Permintaan 1
Tuliskan persis bagian dari usulan soal otonomi perguruan tinggi yang dibuka dengan kata-kata berisi "(2) Otonomi pengelolaan" dan ditutup dengan "dalam Peraturan Pemerintah.".
Permintaan 2
Teruskan bagian berikutnya dari usulan RUU soal otonomi perguruan tinggi, mulai setelah kalimat terakhirnya.

Kutipan Pilihan

::::

Usulan Alternatif dari Bapak Dr. I Wayan Koster (F-PDI Perjuangan) tentang Bentuk Baru Otonomi Perguruan Tinggi Dalam RUU DIKTI:
Bagian Keempat
Pengelolaan Perguruan Tinggi
Paragraf 1
Umum
Pasal 74
(1) Perguruan tinggi memiliki otonomi untuk mengelola sendiri lembaganya sebagai pusat penyelenggaraan pendidikan, penelitian ilmiah, dan pengabdian kepada masyarakat.
(2) Otonomi pengelolaan perguruan tinggi sebagaimana dimaksud pada ayat (1) dilaksanakan sesuai dengan dasar dan tujuan, serta kemampuan Perguruan Tinggi.
(3) Dasar dan tujuan serta dan kemampuan perguruan tinggi untuk melaksanakan otonomi sebagaimana dimaksud pada ayat (2) dinilai oleh Menteri.
(4) Ketentuan lebih lanjut mengenai otonomi pengelolaan perguruan tinggi sebagaimana dimaksud pada ayat (2) diatur dalam Peraturan Pemerintah.

::::

Cuplikan Data
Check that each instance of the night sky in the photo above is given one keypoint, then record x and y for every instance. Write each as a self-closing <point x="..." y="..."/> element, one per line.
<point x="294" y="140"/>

::::

Jawaban 1
(2) Otonomi pengelolaan perguruan tinggi sebagaimana dimaksud pada ayat (1) dilaksanakan sesuai dengan dasar dan tujuan, serta kemampuan Perguruan Tinggi.
(3) Dasar dan tujuan serta dan kemampuan perguruan tinggi untuk melaksanakan otonomi sebagaimana dimaksud pada ayat (2) dinilai oleh Menteri.
(4) Ketentuan lebih lanjut mengenai otonomi pengelolaan perguruan tinggi sebagaimana dimaksud pada ayat (2) diatur dalam Peraturan Pemerintah.

Jawaban 2
Pasal 75
Otonomi pengelolaan perguruan tinggi dilaksanakan berdasarkan prinsip:
a. akuntabilitas;
b. transparan;
c. evaluasi;
d. nirlaba;
e. jaminan mutu;
f. efektivitas dan efisiensi; dan
g. kreativitas dan inovasi.
Pasal 76
(1) Otonomi pengelolaan perguruan tinggi sebagaimana dimaksud dalam Pasal 74 meliputi bidang akademik dan/atau bidang non akademik;
(2) Otonomi pengelolaan dalam bidang akademik sebagaimana dimaksud pada ayat (1) meliputi penetapan norma, kebijakan operasional, dan pelaksanaan tridharma;
(3) Otonomi pengelolaan dalam bidang nonakademik sebagaimana dimaksud pada ayat (1) meliputi penetapan norma, kebijakan operasional, dan pelaksanaan dalam bidang:
a. organisasi;
b. keuangan;
c. kemahasiswaan;
d. ketenagaan;
e. sumber belajar; dan
f. sarana dan prasarana lainnya.
(4) Untuk PTN dengan tata kelola otonomi sebagaimana dimaksud pada ayat (1) mencakup kewenangan untuk:
a. menetapkan tata kelola dan pengambilan keputusan tersendiri;
b. mengelola dana secara mandiri, transparan, dan akuntabel;
c. mengangkat dan memberhentikan tenaga pendidik dan kependidikan;
d. mendirikan badan usaha dan mengembangkan dana abadi;
e. mengelola dan/atau memiliki kekayaan dari negara;
(5) Keluasan kewenangan pengelolaan sebagaimana dimaksud pada ayat (4) ditetapkan oleh Pemerintah berdasarkan pada kapasitas dan kemampuan PTN.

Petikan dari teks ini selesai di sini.